Bu günlerde gözü kararmış İsrail ordusunun çocuk, kadın, sivil halk demeden büyük bir katliam yaptığı, her tarafı harabeye çevirdiği Gazze, dünyanın gözü önünde kan gölü haline getiriliyor. Masum halkın feryatları göklere yükseliyor. Bu feci manzara karşısında -ne yazık ki- dua etmekten başka elimizden bir şey gelmiyor. Ama unutmayalım ki, zalimin zulmü yanına kalmayacak, er geç zafer Müslümanların yüzüne gülecektir. Yani istikbal İslâm’ındır.
Gazze’nin kuruluşunu, coğrafi özelliklerini ve İslâm tarihinde oynadığı rolü yakından öğrenmek için elimizde birçok kaynak ve arşiv belgesi bulunuyor. Bu konuda biraz daha bilgi tazelemek için geçen gün Diyanet’in İslâm Ansiklopedisi’ne müracaat ettim. Verilen bilgilerin hepsi bu sütuna sığmayacağından sadece ilgi çekici birkaç hatırlatmayla yetineceğim.

Bir veri kümesinden kayıtlar
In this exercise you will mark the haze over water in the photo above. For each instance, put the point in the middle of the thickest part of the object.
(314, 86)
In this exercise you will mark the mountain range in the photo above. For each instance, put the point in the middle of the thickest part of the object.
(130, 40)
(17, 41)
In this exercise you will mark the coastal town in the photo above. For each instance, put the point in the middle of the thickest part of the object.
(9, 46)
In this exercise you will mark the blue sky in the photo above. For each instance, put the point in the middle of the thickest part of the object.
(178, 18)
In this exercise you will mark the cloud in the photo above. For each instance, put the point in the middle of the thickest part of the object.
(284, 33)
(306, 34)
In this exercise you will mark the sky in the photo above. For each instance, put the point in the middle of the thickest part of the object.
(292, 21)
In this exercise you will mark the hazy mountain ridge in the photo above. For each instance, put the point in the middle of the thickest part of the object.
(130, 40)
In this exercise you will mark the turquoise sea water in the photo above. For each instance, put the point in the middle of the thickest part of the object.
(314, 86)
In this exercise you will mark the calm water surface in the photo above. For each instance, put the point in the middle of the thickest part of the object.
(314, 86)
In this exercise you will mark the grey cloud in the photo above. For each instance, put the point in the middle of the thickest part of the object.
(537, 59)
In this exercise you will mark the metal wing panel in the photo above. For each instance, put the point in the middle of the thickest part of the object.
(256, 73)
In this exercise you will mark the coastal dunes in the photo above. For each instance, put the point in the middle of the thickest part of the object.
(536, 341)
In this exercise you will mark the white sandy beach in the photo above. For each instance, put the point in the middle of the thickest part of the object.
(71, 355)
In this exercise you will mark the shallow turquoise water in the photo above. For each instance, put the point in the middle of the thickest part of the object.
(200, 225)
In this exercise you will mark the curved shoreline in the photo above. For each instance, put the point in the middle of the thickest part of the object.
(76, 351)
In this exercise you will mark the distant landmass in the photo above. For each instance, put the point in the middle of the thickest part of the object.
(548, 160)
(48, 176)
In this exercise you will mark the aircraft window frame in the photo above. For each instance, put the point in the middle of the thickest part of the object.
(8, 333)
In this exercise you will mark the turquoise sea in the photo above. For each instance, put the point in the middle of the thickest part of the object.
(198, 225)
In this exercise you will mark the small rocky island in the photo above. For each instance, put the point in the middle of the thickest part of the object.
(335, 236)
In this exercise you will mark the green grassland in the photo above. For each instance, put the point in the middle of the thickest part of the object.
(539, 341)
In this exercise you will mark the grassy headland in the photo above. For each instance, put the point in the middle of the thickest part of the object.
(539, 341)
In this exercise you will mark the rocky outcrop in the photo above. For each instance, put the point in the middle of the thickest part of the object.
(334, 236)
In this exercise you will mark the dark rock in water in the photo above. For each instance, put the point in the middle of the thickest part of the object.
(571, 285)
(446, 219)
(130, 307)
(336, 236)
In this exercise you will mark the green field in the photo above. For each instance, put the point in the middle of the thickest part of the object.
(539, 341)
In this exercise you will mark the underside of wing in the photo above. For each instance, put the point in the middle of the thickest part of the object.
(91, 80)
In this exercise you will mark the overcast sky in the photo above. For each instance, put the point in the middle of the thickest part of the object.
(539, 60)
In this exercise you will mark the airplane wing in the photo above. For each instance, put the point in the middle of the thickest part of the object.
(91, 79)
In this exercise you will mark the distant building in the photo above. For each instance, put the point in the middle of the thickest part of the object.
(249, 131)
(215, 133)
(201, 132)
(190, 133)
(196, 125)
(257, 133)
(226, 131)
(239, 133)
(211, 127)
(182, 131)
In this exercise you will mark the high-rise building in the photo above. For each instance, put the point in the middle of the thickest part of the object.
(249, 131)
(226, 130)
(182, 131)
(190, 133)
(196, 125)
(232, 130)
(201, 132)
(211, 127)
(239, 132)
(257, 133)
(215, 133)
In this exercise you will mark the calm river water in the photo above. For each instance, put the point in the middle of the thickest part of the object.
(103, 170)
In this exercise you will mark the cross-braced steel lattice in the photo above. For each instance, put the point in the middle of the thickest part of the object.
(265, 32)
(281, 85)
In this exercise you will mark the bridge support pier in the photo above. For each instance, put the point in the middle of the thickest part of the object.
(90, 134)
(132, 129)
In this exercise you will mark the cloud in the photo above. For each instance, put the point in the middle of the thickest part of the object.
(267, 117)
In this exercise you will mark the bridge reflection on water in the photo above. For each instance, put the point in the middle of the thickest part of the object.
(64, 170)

Yönergeler
1. Gazze üzerine yazılmış metinden "Gazze’nin kuruluşunu, coğrafi" sözleriyle başlayıp "birkaç hatırlatmayla yetineceğim." sözlerine kadar süren kısmı birebir çıkarır mısın?
2. Kayıtlarda "In this exercise you will mark the cross-braced" ifadesinin geçtiği satırdan başlayıp kayıtların sonuna kadar uzanan satırları, ilk ve son satır da dahil olmak üzere, hiç değiştirmeden kopyalar mısın?
Metin ile kayıtlar birbiriyle ilgili değildir.

Tam cevaplar
1.
Gazze’nin kuruluşunu, coğrafi özelliklerini ve İslâm tarihinde oynadığı rolü yakından öğrenmek için elimizde birçok kaynak ve arşiv belgesi bulunuyor. Bu konuda biraz daha bilgi tazelemek için geçen gün Diyanet’in İslâm Ansiklopedisi’ne müracaat ettim. Verilen bilgilerin hepsi bu sütuna sığmayacağından sadece ilgi çekici birkaç hatırlatmayla yetineceğim.

2.
In this exercise you will mark the cross-braced steel lattice in the photo above. For each instance, put the point in the middle of the thickest part of the object.
(265, 32)
(281, 85)
In this exercise you will mark the bridge support pier in the photo above. For each instance, put the point in the middle of the thickest part of the object.
(90, 134)
(132, 129)
In this exercise you will mark the cloud in the photo above. For each instance, put the point in the middle of the thickest part of the object.
(267, 117)
In this exercise you will mark the bridge reflection on water in the photo above. For each instance, put the point in the middle of the thickest part of the object.
(64, 170)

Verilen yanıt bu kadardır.